Segment Start: TASK INPUT

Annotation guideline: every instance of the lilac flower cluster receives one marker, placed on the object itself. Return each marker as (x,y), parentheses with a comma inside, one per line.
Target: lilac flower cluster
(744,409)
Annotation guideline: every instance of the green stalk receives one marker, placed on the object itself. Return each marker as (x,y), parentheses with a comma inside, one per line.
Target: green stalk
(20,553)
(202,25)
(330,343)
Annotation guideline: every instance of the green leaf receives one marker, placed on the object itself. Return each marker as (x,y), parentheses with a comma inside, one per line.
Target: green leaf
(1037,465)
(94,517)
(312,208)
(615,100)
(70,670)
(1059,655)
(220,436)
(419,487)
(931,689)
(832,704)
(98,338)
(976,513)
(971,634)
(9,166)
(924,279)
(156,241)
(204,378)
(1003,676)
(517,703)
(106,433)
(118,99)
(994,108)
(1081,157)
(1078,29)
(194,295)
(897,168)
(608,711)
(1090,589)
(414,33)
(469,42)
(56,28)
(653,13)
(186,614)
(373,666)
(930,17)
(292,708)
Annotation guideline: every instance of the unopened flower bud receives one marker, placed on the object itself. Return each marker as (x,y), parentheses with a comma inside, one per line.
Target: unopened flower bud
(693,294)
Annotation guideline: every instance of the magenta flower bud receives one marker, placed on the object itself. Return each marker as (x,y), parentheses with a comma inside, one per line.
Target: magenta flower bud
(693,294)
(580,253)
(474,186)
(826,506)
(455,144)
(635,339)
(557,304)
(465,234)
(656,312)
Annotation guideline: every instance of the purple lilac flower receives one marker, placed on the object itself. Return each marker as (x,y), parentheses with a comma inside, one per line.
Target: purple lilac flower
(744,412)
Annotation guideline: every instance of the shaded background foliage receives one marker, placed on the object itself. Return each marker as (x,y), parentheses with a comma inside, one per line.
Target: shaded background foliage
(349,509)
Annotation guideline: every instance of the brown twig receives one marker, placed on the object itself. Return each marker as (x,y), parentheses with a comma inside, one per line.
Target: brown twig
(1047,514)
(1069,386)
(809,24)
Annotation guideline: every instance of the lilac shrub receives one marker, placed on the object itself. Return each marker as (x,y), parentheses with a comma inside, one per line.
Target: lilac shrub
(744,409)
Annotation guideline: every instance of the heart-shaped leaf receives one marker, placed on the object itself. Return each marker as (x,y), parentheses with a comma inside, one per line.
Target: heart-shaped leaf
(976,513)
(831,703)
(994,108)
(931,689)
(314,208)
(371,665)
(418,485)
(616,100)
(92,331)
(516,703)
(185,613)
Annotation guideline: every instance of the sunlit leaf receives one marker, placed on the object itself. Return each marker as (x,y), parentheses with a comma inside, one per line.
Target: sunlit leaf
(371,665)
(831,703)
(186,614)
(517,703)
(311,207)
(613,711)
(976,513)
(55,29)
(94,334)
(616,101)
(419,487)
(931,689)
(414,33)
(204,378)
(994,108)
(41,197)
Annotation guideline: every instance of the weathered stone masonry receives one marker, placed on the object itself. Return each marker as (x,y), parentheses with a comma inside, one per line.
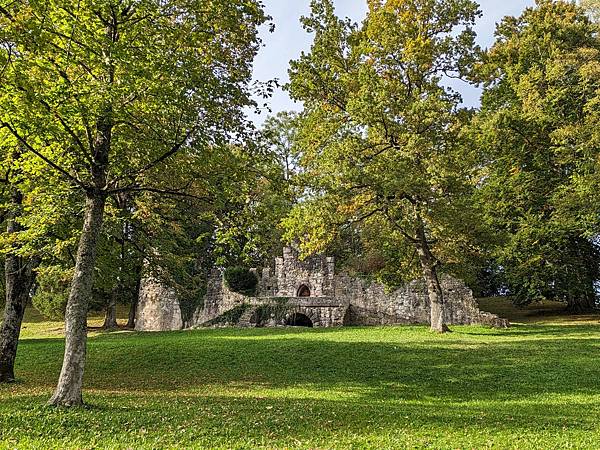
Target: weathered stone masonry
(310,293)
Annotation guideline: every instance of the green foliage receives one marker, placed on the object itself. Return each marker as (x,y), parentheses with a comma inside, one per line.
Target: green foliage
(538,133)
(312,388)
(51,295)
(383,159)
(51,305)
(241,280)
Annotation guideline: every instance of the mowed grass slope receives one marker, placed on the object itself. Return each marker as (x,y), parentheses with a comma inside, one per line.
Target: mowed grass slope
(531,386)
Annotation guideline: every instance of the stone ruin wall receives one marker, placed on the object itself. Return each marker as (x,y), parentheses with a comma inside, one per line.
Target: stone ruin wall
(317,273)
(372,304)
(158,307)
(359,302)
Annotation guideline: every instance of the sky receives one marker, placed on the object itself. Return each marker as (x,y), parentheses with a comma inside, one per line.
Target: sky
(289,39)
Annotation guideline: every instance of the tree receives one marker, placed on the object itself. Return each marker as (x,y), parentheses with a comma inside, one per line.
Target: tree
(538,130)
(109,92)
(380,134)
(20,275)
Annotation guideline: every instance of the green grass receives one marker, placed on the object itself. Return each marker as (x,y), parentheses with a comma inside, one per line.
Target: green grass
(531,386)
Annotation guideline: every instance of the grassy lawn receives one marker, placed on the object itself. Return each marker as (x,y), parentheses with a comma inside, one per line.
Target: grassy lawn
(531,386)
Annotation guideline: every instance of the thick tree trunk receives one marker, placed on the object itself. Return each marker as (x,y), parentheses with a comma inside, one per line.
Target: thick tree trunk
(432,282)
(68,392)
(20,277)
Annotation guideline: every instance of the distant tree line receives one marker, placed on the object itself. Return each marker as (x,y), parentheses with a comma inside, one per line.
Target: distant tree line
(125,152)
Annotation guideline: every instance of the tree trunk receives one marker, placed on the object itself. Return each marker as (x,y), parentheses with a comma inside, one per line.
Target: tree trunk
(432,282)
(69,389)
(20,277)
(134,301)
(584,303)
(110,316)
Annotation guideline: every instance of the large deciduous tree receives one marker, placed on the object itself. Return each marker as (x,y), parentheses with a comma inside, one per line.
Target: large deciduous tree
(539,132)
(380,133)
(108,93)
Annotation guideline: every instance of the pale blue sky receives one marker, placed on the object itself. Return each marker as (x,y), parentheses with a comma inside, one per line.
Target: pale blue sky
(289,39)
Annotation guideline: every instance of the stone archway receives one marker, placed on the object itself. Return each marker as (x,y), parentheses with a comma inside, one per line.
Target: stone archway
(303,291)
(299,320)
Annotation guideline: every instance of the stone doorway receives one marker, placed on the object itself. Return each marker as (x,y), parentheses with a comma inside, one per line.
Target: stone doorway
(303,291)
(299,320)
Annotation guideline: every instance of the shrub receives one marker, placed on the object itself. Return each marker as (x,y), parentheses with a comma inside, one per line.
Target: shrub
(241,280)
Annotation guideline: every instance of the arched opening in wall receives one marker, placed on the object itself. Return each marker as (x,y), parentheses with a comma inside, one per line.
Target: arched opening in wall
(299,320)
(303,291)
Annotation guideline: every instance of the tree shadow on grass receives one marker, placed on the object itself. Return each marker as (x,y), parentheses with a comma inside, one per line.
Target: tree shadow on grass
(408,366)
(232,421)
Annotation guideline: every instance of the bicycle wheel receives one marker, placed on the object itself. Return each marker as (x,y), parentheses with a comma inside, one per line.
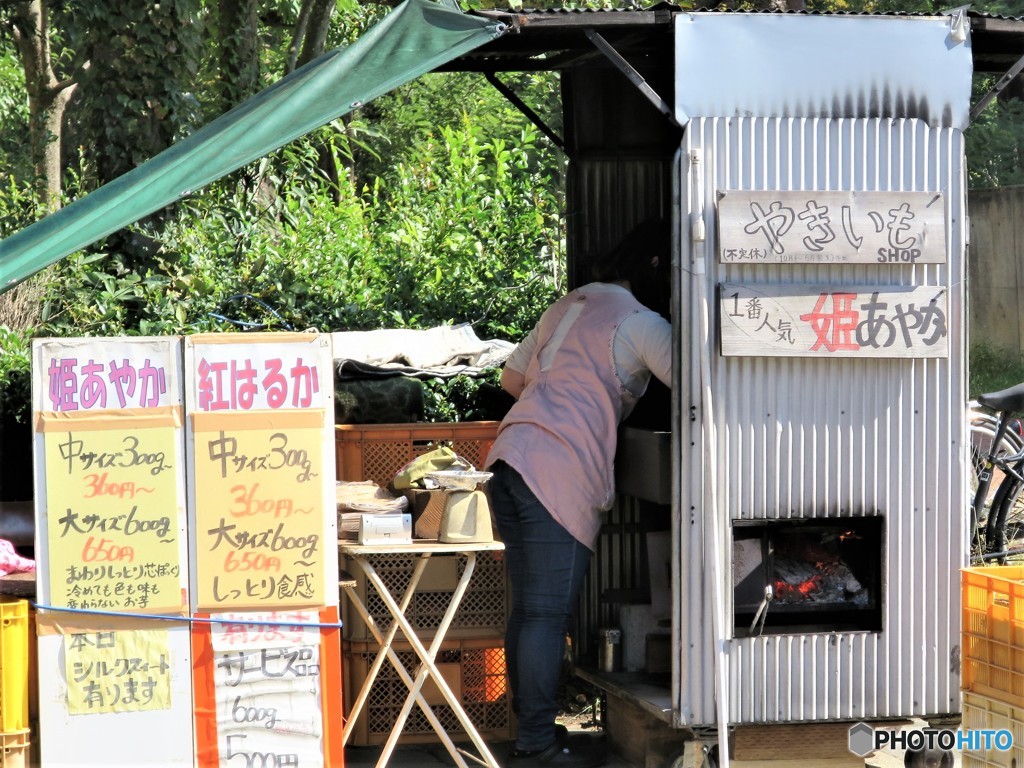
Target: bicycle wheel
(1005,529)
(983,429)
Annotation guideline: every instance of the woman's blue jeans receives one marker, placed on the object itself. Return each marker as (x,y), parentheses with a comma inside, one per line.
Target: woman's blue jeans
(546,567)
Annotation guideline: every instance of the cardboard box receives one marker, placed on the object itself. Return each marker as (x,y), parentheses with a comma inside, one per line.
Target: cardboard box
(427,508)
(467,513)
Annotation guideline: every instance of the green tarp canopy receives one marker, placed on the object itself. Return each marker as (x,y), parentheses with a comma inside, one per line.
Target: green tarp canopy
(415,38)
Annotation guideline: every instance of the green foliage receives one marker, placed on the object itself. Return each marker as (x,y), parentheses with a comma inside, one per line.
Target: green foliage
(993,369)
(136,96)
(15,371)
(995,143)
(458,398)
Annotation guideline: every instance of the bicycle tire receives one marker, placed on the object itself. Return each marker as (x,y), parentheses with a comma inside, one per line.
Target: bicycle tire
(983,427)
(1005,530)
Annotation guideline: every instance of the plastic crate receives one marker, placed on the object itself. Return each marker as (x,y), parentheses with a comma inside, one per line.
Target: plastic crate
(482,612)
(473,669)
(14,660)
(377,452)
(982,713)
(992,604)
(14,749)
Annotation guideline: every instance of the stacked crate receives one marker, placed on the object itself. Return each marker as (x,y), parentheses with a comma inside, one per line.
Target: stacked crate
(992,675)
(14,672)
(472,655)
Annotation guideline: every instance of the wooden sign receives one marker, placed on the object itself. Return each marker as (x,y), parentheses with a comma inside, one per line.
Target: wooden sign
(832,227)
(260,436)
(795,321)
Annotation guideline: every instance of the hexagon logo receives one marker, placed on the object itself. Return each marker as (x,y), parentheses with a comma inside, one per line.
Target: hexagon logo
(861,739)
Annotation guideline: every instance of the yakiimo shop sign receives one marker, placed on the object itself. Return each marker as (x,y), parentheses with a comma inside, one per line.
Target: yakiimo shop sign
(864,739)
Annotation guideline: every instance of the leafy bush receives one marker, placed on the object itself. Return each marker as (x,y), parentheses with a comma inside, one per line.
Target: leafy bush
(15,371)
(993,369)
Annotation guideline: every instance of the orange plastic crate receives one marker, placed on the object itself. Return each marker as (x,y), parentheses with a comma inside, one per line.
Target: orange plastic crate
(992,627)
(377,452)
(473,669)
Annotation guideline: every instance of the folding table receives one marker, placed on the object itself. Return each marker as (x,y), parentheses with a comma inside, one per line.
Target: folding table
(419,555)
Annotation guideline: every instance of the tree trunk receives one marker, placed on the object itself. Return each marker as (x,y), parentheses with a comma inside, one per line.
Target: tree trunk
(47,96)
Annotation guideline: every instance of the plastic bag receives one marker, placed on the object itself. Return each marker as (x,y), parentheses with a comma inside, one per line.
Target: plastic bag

Segment End: TASK INPUT

§ BRIEF
Write out word for word only the lines from the start of the entries down to the line with "Annotation guideline: every instance of the green leaf", please, including both ends.

§ ANSWER FOR THE TASK
Annotation guideline: every instance of the lilac flower cluster receives one marker, placed on the object itself. Return each marker as (x,y), parentheses with a comma inside, one per line.
Target: lilac flower cluster
(744,409)
Annotation guideline: every instance of the green stalk receives one marker, placed on the object itself. Return each marker as (x,y), parentheses with a comma inside, one per line.
Target: green stalk
(20,553)
(202,25)
(330,343)
Annotation guideline: every instance of the green leaf receives one marker, placed on the object itself. Return each marker as (x,y), parentheses with a comma inside, one per line.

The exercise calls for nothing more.